* Tarea pendiente: Reproduce, por favor, el texto sobre el Consejo de Seguridad ante los conflictos en Ucrania y Gaza, completo y sin ningún cambio.

* Texto del ejercicio:
#####

Últimamente, la inacción ante la invasión de Ucrania y la masacre en Gaza dan cuenta de la inutilidad práctica del que debiera ser el organismo más relevante del sistema de Naciones Unidas, en tanto sus decisiones pueden involucrar el uso de la fuerza, según los preceptos del capítulo VII de la Carta de San Francisco. Luego del ataque de Hamas sobre Israel, el conflicto en Medio Oriente ha dejado más de 10.000 muertos como consecuencia de los ataques de ese país sobre Gaza, muchos de ellos niños y niñas. La ofensiva ha tenido como blanco hospitales y escuelas, lo que constituye una violación del derecho internacional humanitario.
Ante ello, el multilateralismo global, azotado desde hace años por una severa crisis, ha respondido pobremente. En el Consejo de Seguridad se han bloqueado cuatro proyectos de resolución para detener el conflicto. Frente a esa situación, con el antecedente primigenio de la denominada Resolución “Unión Pro Paz” de 1950, adoptada en la Asamblea General de Naciones Unidas durante la Guerra de Corea, en su rol subsidiario en materia de paz y seguridad internacionales, y los preceptos de la noción de la Responsabilidad de Proteger, el 27 de octubre pasado se aprobó el texto “Protección de los civiles y cumplimiento de las obligaciones jurídicas y humanitarias”, en el cual se solicita una tregua humanitaria inmediata, duradera y sostenida que conduzca al cese de las hostilidades.
Pero lo cierto es que las resoluciones de la Asamblea General no son vinculantes. Demuestran un valioso apoyo y voluntad política de la comunidad de naciones, pero sus efectos son, por decir lo menos, moderados. Por ejemplo, ante la inacción del Consejo de Seguridad frente a la invasión de Rusia sobre Ucrania, la Asamblea General ha adoptado seis resoluciones sobre la materia, pero el conflicto continúa, sin un cambio evidente en las actitudes de los actores involucrados.

#####

* Extractos de registros:
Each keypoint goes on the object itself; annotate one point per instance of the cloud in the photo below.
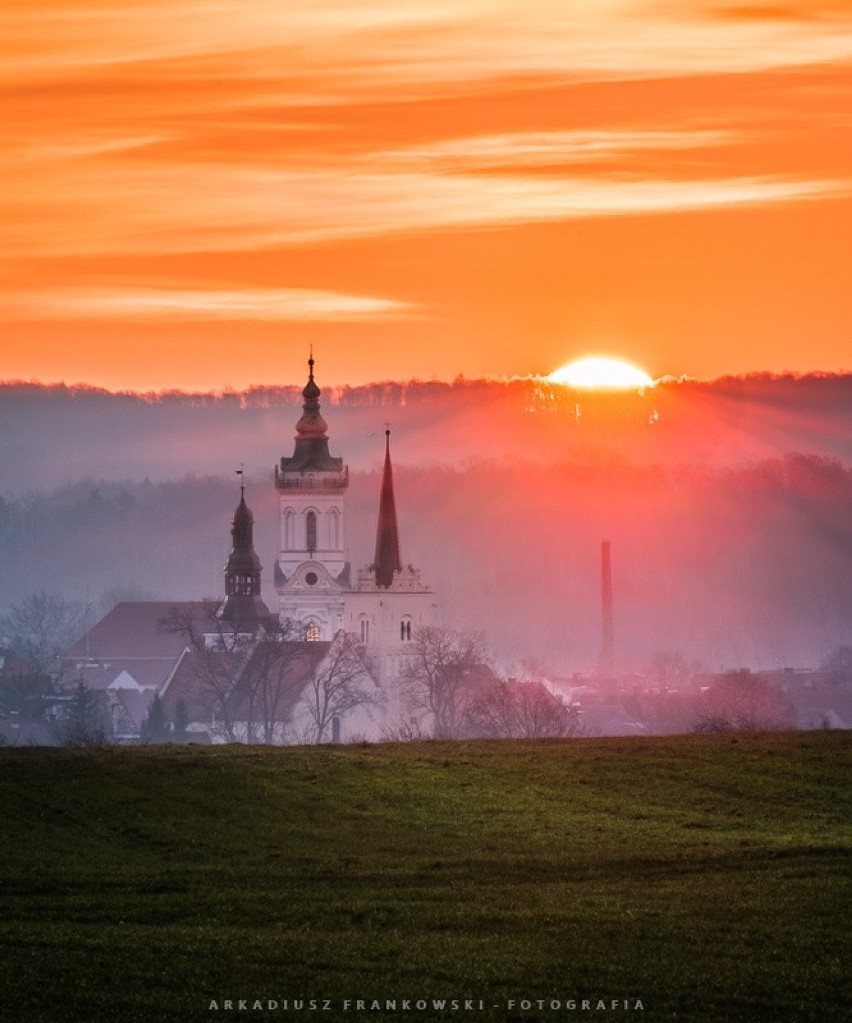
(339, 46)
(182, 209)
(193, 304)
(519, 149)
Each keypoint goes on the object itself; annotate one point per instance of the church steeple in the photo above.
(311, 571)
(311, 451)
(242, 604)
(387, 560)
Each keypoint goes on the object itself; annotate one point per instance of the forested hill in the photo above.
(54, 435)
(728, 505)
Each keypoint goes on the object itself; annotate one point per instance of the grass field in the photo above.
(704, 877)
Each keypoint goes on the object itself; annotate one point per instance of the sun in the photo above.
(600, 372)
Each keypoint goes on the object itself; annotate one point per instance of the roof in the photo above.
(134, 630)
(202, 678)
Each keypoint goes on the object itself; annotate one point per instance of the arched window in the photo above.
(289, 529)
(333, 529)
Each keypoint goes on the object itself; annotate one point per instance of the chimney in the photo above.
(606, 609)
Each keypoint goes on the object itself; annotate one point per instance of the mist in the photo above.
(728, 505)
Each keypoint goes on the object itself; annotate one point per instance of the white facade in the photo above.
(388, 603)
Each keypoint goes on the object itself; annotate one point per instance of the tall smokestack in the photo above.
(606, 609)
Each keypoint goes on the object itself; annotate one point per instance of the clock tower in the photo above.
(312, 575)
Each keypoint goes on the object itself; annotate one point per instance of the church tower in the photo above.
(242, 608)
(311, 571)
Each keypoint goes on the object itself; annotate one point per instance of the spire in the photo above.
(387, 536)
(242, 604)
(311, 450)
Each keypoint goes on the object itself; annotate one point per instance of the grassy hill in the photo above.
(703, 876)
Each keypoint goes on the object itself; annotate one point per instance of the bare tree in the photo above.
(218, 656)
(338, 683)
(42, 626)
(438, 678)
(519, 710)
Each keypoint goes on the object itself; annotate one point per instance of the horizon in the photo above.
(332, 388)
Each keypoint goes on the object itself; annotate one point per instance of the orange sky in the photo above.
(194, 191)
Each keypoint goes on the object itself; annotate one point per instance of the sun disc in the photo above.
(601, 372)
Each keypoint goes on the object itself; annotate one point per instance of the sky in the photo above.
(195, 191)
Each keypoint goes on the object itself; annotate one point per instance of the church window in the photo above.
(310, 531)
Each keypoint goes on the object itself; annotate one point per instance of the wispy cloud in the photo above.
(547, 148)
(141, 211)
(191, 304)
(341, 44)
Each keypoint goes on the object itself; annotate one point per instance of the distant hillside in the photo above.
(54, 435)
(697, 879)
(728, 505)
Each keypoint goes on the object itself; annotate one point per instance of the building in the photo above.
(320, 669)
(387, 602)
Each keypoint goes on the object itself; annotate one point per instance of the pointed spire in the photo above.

#####

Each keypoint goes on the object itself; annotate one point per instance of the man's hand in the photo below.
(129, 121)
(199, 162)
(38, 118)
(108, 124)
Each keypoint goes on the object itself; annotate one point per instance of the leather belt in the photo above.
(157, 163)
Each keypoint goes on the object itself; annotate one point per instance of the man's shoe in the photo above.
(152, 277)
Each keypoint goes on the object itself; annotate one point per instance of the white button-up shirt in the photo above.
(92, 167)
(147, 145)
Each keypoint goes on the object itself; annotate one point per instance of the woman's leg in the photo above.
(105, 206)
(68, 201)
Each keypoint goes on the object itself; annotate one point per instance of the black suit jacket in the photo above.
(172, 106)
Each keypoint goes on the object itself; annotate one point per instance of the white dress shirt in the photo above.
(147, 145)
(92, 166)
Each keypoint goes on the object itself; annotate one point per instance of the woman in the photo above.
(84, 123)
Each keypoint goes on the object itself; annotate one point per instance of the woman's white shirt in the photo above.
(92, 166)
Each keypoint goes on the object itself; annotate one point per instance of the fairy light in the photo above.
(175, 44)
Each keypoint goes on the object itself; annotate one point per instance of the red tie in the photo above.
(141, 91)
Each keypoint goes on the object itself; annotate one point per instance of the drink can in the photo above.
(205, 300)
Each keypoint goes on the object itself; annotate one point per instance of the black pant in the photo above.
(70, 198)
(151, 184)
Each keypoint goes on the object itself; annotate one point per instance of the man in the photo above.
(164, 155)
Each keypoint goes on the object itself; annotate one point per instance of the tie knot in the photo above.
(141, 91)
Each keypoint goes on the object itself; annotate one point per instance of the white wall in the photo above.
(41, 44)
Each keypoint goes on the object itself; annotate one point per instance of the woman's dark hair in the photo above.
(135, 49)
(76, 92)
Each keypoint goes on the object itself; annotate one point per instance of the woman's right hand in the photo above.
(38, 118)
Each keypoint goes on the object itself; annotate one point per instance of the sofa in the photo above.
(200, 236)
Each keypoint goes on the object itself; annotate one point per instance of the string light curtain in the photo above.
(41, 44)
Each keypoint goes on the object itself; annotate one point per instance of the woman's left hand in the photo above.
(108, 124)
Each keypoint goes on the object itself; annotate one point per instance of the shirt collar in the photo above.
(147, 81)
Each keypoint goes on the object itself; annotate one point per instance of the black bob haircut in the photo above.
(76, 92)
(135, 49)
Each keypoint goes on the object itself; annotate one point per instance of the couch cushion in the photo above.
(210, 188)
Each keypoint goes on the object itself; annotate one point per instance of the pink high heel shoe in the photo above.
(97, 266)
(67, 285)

#####

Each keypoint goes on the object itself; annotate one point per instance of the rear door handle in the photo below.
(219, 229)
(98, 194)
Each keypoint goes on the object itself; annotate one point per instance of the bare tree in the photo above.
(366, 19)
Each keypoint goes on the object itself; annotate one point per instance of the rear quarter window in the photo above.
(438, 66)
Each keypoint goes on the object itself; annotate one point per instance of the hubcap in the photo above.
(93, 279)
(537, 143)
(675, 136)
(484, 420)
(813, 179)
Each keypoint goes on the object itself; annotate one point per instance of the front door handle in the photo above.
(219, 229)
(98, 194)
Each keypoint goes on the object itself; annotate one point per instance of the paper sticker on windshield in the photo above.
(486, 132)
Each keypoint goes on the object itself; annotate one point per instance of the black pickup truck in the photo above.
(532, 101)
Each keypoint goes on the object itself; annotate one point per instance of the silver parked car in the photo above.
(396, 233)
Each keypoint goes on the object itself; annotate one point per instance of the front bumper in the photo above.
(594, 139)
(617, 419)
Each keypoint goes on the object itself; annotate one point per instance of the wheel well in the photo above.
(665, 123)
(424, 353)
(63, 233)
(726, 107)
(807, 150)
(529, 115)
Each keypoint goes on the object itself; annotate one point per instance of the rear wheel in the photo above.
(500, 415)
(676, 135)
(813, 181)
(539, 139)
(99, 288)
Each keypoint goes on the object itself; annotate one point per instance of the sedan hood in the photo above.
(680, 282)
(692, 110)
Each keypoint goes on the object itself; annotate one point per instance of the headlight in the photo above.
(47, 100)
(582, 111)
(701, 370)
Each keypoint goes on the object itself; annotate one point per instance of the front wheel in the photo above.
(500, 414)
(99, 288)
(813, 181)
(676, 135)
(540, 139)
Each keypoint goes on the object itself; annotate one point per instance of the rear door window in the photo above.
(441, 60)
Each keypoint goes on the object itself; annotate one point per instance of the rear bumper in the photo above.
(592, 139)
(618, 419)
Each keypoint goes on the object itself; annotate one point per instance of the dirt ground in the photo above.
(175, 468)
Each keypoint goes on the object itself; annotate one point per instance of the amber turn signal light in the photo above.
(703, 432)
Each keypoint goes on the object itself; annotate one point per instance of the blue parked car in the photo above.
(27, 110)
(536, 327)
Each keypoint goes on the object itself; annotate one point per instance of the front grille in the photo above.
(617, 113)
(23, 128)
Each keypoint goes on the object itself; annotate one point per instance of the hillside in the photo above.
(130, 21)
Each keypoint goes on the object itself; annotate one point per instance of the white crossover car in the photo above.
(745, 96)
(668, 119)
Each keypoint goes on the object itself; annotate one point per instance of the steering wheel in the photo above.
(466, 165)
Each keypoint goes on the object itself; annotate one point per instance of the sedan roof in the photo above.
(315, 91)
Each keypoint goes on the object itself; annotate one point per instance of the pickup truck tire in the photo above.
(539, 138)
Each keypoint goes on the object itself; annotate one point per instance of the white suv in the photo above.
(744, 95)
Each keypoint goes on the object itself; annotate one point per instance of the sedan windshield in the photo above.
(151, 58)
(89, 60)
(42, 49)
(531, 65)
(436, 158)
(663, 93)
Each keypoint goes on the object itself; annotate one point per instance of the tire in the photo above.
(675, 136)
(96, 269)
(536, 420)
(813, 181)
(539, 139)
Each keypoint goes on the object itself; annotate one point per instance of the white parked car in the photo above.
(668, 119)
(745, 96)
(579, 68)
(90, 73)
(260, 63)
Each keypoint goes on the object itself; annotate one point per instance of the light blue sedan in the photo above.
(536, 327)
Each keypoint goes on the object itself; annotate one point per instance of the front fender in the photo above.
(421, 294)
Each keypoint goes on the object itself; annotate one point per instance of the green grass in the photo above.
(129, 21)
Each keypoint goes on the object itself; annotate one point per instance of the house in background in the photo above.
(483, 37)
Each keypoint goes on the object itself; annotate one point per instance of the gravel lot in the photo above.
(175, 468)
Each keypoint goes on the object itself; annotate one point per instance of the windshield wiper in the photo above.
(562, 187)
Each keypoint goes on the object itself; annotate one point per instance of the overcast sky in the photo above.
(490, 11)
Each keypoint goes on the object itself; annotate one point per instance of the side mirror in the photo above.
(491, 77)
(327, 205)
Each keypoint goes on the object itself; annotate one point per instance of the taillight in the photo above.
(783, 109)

#####

* Respuesta escrita:
Últimamente, la inacción ante la invasión de Ucrania y la masacre en Gaza dan cuenta de la inutilidad práctica del que debiera ser el organismo más relevante del sistema de Naciones Unidas, en tanto sus decisiones pueden involucrar el uso de la fuerza, según los preceptos del capítulo VII de la Carta de San Francisco. Luego del ataque de Hamas sobre Israel, el conflicto en Medio Oriente ha dejado más de 10.000 muertos como consecuencia de los ataques de ese país sobre Gaza, muchos de ellos niños y niñas. La ofensiva ha tenido como blanco hospitales y escuelas, lo que constituye una violación del derecho internacional humanitario.
Ante ello, el multilateralismo global, azotado desde hace años por una severa crisis, ha respondido pobremente. En el Consejo de Seguridad se han bloqueado cuatro proyectos de resolución para detener el conflicto. Frente a esa situación, con el antecedente primigenio de la denominada Resolución “Unión Pro Paz” de 1950, adoptada en la Asamblea General de Naciones Unidas durante la Guerra de Corea, en su rol subsidiario en materia de paz y seguridad internacionales, y los preceptos de la noción de la Responsabilidad de Proteger, el 27 de octubre pasado se aprobó el texto “Protección de los civiles y cumplimiento de las obligaciones jurídicas y humanitarias”, en el cual se solicita una tregua humanitaria inmediata, duradera y sostenida que conduzca al cese de las hostilidades.
Pero lo cierto es que las resoluciones de la Asamblea General no son vinculantes. Demuestran un valioso apoyo y voluntad política de la comunidad de naciones, pero sus efectos son, por decir lo menos, moderados. Por ejemplo, ante la inacción del Consejo de Seguridad frente a la invasión de Rusia sobre Ucrania, la Asamblea General ha adoptado seis resoluciones sobre la materia, pero el conflicto continúa, sin un cambio evidente en las actitudes de los actores involucrados.